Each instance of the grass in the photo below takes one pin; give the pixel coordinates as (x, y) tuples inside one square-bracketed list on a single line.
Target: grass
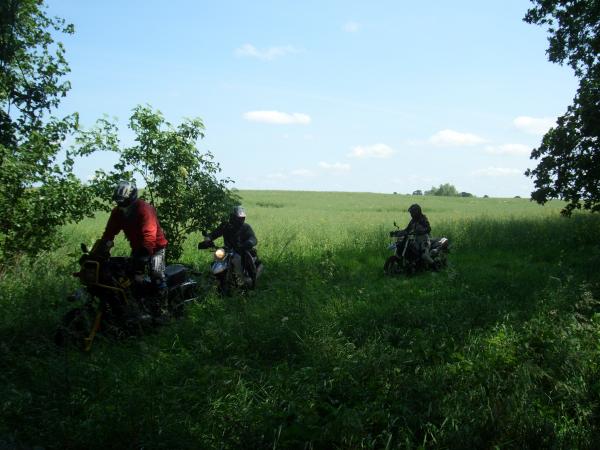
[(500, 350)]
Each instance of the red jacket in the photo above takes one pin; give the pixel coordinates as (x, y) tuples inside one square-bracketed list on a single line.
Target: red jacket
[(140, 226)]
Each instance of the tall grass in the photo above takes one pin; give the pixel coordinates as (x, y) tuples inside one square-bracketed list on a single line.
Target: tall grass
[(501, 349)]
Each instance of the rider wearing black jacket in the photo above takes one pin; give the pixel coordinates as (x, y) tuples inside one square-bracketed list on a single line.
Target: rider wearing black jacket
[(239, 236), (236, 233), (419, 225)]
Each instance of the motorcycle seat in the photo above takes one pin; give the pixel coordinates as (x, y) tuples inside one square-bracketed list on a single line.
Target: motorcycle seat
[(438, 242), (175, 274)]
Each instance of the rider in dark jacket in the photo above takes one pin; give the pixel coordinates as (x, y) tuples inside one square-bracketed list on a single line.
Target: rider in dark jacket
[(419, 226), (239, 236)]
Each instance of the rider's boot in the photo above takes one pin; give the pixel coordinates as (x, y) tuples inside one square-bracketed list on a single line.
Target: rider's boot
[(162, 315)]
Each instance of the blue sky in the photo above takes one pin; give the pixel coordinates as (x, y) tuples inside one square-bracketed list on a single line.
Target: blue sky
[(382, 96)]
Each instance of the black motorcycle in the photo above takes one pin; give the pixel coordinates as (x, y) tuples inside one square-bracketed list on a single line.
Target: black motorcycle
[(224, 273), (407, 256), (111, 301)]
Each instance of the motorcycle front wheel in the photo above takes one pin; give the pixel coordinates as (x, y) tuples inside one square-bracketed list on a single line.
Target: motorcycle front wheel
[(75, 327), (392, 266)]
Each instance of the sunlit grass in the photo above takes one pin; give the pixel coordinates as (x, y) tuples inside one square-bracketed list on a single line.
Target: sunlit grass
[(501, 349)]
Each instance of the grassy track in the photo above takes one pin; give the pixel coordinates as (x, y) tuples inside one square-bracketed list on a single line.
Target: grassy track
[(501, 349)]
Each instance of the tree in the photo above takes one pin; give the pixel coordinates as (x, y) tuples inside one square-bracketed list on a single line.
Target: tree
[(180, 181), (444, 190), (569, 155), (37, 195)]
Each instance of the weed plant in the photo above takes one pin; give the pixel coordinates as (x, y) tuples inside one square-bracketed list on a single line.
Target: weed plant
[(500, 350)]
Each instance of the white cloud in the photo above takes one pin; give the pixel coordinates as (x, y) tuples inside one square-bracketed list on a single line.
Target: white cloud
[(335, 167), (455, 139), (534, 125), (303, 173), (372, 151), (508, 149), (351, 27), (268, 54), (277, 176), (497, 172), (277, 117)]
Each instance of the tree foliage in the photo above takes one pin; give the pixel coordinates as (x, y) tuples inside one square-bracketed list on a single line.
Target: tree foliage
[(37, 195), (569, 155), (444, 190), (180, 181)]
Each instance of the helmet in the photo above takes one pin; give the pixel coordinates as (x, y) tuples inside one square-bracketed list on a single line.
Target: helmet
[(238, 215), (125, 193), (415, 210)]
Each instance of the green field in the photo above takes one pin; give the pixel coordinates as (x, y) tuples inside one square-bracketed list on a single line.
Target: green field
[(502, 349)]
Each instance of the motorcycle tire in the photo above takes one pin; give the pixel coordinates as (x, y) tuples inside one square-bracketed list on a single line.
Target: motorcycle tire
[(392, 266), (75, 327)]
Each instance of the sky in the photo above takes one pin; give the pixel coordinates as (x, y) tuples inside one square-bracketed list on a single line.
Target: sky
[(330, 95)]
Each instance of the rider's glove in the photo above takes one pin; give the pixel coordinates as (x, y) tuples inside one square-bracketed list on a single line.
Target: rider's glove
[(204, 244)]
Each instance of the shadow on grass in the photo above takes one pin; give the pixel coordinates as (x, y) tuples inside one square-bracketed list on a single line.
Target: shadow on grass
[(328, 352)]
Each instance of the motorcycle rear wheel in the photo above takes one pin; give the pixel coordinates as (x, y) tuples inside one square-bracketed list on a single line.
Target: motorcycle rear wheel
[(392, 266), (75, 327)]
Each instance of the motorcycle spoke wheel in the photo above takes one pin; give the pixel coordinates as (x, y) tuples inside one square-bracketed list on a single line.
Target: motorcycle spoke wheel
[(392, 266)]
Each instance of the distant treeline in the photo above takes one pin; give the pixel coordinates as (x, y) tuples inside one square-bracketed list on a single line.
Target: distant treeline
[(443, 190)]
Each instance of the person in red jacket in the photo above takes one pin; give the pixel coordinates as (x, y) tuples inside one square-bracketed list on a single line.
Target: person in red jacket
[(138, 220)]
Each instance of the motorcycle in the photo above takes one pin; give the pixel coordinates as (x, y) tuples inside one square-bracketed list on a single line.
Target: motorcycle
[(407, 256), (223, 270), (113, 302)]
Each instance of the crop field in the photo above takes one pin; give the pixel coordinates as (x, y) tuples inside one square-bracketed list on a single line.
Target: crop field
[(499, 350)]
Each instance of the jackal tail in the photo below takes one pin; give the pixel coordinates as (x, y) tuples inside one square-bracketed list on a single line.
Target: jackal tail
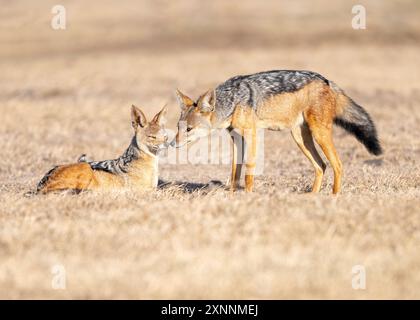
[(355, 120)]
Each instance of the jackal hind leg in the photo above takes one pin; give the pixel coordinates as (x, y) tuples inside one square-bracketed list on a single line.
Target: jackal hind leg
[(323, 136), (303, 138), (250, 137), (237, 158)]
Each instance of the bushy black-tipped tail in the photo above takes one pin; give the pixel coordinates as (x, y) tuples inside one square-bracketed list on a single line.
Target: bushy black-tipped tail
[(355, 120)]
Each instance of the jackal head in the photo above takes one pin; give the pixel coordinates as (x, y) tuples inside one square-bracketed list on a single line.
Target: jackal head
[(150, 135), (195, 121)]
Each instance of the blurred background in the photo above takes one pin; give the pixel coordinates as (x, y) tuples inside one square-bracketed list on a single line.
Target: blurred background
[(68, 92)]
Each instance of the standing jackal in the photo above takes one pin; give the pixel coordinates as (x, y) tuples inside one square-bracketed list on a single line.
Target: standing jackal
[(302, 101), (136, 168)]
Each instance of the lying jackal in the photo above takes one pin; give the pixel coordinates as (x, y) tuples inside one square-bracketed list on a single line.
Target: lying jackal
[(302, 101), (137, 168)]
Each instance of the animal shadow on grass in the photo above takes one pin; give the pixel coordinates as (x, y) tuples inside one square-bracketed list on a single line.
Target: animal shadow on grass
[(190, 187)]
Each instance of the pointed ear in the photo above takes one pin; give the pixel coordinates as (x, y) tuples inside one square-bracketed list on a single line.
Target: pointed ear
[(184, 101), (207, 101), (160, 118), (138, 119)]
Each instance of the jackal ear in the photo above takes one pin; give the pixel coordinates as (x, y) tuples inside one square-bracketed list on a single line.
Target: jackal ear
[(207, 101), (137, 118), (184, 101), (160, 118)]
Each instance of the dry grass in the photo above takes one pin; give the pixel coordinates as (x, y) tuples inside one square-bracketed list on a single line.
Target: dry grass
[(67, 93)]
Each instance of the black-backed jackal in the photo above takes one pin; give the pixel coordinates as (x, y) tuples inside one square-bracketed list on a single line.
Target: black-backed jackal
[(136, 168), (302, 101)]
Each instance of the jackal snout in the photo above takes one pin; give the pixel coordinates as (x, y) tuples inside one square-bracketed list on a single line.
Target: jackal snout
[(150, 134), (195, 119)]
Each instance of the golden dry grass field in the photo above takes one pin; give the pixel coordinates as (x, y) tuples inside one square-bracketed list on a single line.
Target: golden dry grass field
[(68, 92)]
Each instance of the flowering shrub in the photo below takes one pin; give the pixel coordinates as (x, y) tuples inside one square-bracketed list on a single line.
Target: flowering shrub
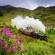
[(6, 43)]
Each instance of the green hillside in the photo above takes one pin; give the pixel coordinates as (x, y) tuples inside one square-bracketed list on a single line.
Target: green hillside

◆ ◆ ◆ ◆ ◆

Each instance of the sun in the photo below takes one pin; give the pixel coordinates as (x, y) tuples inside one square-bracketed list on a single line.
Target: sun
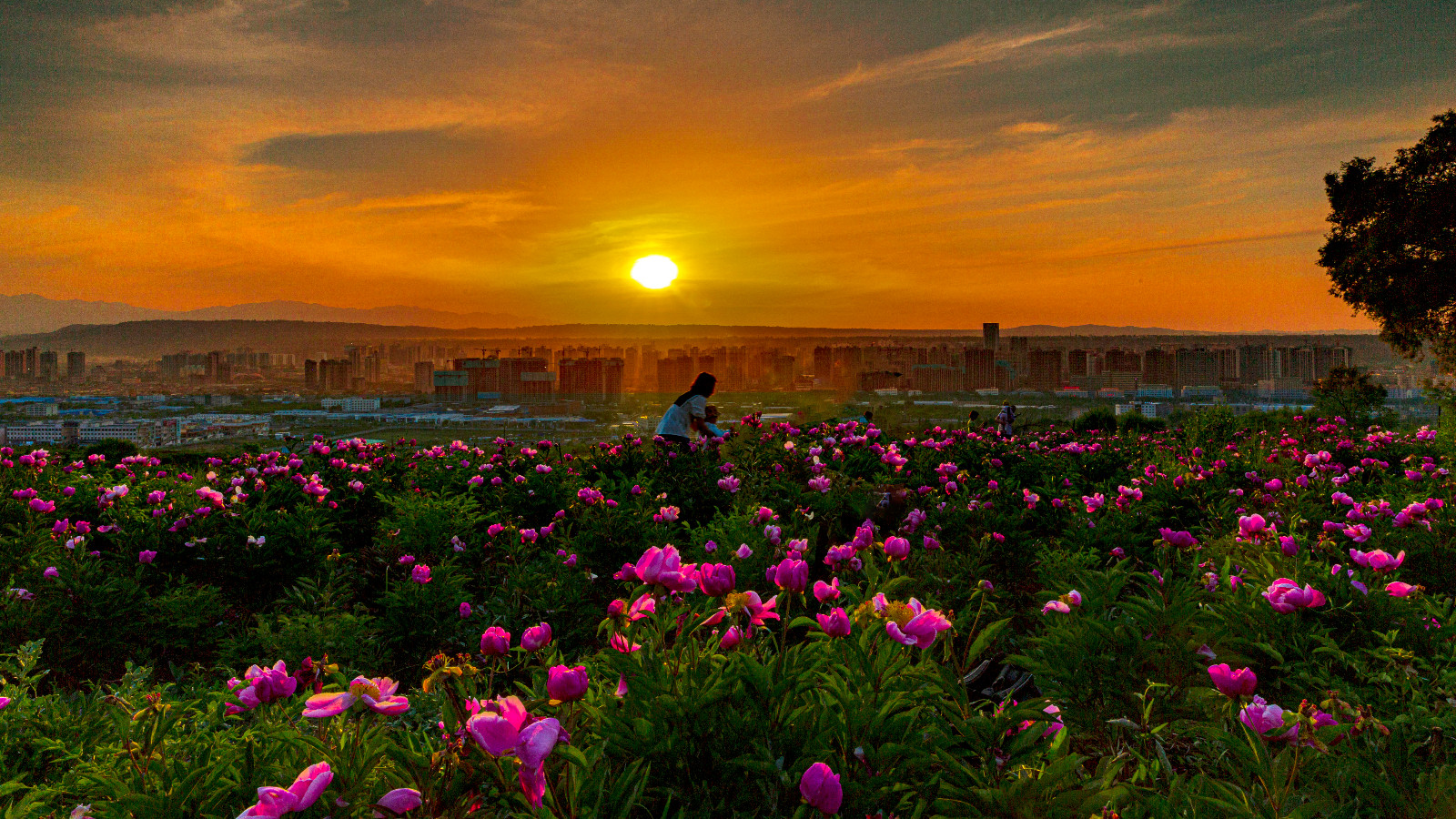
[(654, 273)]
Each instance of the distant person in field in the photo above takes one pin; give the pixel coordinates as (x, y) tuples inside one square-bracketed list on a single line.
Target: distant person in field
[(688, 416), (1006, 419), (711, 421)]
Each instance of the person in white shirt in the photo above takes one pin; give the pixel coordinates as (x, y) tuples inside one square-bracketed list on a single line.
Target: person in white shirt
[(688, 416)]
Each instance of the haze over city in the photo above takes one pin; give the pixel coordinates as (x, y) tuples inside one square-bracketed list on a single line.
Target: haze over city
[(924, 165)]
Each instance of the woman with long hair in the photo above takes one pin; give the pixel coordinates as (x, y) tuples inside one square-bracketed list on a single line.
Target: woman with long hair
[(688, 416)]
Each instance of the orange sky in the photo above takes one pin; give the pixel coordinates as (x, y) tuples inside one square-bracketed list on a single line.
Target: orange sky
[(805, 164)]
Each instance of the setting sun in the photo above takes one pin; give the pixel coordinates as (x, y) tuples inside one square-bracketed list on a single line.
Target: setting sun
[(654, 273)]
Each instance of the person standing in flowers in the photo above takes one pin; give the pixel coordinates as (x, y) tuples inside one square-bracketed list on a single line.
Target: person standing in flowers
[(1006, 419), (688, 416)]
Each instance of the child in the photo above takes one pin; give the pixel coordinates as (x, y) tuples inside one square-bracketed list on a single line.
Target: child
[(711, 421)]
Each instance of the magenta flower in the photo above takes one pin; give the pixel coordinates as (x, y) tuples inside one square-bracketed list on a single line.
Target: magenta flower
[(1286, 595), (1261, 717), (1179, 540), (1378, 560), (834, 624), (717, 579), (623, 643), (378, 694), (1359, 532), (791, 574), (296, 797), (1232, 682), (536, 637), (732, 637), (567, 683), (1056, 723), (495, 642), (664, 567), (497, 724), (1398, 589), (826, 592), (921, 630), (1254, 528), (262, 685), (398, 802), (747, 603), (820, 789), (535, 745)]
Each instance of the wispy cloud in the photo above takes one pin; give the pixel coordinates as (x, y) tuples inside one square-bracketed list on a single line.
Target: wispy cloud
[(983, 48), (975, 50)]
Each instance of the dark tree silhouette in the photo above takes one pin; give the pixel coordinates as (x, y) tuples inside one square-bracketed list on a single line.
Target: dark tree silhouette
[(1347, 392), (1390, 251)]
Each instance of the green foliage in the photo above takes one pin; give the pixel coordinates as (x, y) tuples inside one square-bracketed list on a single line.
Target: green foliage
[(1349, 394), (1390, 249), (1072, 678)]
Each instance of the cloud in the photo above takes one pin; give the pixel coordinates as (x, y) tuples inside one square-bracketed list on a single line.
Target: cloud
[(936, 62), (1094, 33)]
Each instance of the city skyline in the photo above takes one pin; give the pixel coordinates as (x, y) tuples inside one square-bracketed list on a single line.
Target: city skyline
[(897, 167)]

◆ ◆ ◆ ◆ ◆

SET TASK - Turn the lines between the one holding "Each instance of the cloud" and the one holding "[(897, 167)]", inclusive, into a Markdown table with the columns Row and Line. Put each line's number in Row and the line itself in Line, and leave out any blank lines.

ANSWER BELOW -
| Row | Line |
|---|---|
| 1 | Each instance of the cloud in the photo above takes one pin; give the pixel coordinates as (x, y) tuples inside one square-bracketed list on a single line. |
| 2 | Target: cloud |
| 3 | [(936, 62), (1094, 33)] |
| 4 | Each instance of the city skyline in the photo above takes one pin; give the pixel coordinates as (x, y) tuples inside one square-bracketed list on a single line. |
| 5 | Target: city skyline |
| 6 | [(897, 167)] |